Activity 1 — Translate this sentence from the passage on trust metadata headers into Spanish: "Every response from the inference endpoint includes trust metadata headers that let you verify which provider handled the request and inspect their attestation status."
Activity 2 — Write the next few sentences of the passage on trust metadata headers, picking up after its final sentence.

[Supplied passage — start]

Every response from the inference endpoint includes trust metadata headers that let you verify which provider handled the request and inspect their attestation status.
HeaderDescription
x-provider-attestedtrue if the provider passed the most recent attestation challenge
x-provider-trust-levelself_signed or hardware — see Trust levels
x-provider-chipApple Silicon chip model (e.g. M3 Ultra)
x-provider-serialProvider machine serial number
x-se-signatureSecure Enclave signature over the response hash
x-response-hashSHA-256 hash of the response body, signed by the Secure Enclave
You can use x-provider-serial to pin requests to a specific provider machine you have independently verified. Pass it as provider_serial in the request body and the coordinator will route only to that machine.

[Supplied passage — finish]
[Study material — start]

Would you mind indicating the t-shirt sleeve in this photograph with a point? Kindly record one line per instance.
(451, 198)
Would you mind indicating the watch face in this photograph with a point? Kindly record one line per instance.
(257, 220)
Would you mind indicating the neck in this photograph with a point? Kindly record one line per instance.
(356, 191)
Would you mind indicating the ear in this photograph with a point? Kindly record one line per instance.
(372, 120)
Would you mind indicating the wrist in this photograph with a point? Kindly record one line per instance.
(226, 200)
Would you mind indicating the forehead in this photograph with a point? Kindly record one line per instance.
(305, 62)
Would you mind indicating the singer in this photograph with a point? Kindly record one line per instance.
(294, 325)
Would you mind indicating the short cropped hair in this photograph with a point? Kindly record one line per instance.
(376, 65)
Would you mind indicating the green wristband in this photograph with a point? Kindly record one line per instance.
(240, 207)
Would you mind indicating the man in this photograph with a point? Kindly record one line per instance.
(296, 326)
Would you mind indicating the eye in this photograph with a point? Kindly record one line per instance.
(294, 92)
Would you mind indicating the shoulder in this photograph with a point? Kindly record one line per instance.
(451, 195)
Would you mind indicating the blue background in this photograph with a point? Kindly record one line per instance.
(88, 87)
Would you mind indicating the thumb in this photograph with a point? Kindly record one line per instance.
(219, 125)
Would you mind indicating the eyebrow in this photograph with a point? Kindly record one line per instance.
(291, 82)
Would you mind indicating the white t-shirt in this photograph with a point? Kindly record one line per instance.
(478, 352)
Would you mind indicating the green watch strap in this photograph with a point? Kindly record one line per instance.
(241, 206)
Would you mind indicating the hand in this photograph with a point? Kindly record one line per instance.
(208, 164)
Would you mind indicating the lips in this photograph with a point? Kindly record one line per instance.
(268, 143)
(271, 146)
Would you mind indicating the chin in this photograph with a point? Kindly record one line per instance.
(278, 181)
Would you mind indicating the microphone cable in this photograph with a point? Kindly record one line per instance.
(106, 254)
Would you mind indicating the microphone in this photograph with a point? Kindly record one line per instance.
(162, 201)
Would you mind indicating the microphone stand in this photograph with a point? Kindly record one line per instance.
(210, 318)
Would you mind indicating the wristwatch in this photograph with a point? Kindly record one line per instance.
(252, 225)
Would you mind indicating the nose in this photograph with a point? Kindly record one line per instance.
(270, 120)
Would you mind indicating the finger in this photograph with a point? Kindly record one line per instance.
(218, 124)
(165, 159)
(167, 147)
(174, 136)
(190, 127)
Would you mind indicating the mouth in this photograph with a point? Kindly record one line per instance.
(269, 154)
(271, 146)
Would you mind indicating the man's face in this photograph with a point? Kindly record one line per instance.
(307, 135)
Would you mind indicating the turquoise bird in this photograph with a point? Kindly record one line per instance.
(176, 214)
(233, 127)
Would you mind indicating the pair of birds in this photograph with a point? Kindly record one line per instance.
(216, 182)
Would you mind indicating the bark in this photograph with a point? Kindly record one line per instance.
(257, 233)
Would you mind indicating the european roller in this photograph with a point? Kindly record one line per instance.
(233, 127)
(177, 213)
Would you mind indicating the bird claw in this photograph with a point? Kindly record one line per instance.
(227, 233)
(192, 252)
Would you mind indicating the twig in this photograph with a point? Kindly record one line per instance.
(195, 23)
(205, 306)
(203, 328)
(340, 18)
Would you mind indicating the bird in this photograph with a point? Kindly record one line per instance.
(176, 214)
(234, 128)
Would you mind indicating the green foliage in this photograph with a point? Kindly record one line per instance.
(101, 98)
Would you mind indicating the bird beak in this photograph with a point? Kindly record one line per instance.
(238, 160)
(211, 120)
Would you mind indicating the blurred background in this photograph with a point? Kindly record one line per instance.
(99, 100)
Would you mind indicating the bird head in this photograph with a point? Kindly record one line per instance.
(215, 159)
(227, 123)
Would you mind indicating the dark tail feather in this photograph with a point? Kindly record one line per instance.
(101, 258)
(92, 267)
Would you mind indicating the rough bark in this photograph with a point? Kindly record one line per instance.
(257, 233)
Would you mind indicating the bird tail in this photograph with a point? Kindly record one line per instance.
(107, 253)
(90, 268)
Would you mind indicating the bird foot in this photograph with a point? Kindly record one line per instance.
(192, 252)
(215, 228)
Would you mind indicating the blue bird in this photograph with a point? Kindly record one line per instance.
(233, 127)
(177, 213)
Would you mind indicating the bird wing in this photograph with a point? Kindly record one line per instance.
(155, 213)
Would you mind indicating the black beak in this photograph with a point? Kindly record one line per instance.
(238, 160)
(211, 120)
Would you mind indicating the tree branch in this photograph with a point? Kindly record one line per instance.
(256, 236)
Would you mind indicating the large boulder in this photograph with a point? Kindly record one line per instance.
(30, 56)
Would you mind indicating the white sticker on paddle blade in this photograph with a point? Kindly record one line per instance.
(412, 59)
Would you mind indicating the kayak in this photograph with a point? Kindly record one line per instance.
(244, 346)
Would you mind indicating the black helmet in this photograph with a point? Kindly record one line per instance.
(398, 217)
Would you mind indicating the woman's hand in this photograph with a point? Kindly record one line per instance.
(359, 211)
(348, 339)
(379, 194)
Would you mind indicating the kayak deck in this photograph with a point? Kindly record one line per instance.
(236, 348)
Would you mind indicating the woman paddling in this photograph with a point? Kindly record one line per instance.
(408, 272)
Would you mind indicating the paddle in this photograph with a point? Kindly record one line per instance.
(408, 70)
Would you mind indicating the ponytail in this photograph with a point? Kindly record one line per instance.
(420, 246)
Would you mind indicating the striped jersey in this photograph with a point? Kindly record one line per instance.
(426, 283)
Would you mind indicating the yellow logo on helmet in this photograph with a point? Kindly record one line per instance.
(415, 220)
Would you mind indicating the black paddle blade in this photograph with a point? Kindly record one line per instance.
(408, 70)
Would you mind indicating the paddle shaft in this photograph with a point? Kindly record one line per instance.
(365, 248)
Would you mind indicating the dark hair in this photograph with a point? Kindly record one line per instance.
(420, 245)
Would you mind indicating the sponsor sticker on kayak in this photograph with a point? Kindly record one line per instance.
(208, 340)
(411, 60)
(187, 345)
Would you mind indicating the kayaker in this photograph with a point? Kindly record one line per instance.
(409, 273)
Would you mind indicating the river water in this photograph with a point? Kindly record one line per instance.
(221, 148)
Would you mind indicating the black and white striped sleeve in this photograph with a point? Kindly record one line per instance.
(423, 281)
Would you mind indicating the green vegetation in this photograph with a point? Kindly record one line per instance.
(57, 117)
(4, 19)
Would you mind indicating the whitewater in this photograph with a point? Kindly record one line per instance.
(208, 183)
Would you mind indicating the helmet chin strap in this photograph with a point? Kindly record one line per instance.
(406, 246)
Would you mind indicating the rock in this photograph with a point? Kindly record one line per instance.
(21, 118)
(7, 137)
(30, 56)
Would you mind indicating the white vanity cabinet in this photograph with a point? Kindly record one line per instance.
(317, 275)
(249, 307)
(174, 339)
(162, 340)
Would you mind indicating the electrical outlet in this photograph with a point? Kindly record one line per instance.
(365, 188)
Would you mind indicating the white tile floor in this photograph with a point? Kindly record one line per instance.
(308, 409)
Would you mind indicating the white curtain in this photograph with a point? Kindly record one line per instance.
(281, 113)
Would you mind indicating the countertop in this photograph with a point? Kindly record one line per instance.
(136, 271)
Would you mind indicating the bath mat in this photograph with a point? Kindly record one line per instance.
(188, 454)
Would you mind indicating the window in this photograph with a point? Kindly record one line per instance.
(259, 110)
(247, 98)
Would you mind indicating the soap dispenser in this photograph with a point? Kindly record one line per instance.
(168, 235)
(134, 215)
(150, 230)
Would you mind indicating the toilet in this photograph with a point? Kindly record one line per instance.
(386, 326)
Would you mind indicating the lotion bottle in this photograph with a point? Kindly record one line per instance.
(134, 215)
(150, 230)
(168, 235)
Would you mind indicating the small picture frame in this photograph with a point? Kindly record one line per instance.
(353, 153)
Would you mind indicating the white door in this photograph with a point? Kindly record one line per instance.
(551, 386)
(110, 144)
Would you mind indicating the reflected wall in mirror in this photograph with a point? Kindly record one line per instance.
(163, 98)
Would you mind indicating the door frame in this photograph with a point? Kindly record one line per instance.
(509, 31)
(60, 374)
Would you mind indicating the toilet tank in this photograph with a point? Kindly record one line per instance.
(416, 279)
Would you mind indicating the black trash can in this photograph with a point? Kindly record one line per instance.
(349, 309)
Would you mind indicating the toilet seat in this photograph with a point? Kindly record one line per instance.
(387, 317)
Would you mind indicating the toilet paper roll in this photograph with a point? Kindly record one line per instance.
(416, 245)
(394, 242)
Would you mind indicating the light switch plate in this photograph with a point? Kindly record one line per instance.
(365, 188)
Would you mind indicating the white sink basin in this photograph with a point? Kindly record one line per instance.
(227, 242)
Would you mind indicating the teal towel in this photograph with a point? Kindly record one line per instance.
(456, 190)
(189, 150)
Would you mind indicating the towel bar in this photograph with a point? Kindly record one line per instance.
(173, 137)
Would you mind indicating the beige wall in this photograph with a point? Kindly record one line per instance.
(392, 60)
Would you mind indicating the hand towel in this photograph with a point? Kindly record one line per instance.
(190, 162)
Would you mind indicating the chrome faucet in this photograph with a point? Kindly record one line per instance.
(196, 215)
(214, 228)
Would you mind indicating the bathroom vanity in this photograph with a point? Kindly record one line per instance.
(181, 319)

[Study material — finish]

Exercise answer 1 — Cada respuesta del endpoint de inferencia incluye encabezados de metadatos de confianza que le permiten verificar qué proveedor gestionó la solicitud e inspeccionar su estado de atestación.

Exercise answer 2 —
POST /v1/responses — OpenAI Responses API alias. The coordinator auto-detects the input vs messages field shape and routes to the same underlying handler. POST /v1/completions — Legacy text completions endpoint. Accepts a prompt string instead of a messages array. This is the older OpenAI /v1/completions format, not recommended for new integrations. POST /v1/messages — Anthropic Messages API compatible endpoint. Use this if you are working with the Anthropic Python or TypeScript SDK. See the note below.
To use the Anthropic SDK, set base_url="https://api.darkbloom.dev" (without /v1) and pass your Darkbloom API key as api_key. The Anthropic SDK appends /v1/messages automatically.

Thinking tags

Some models emit extended thinking wrapped in <think>...</think> tags. These tags are stripped from responses by default before the content reaches you. The final content field contains only the model’s visible output.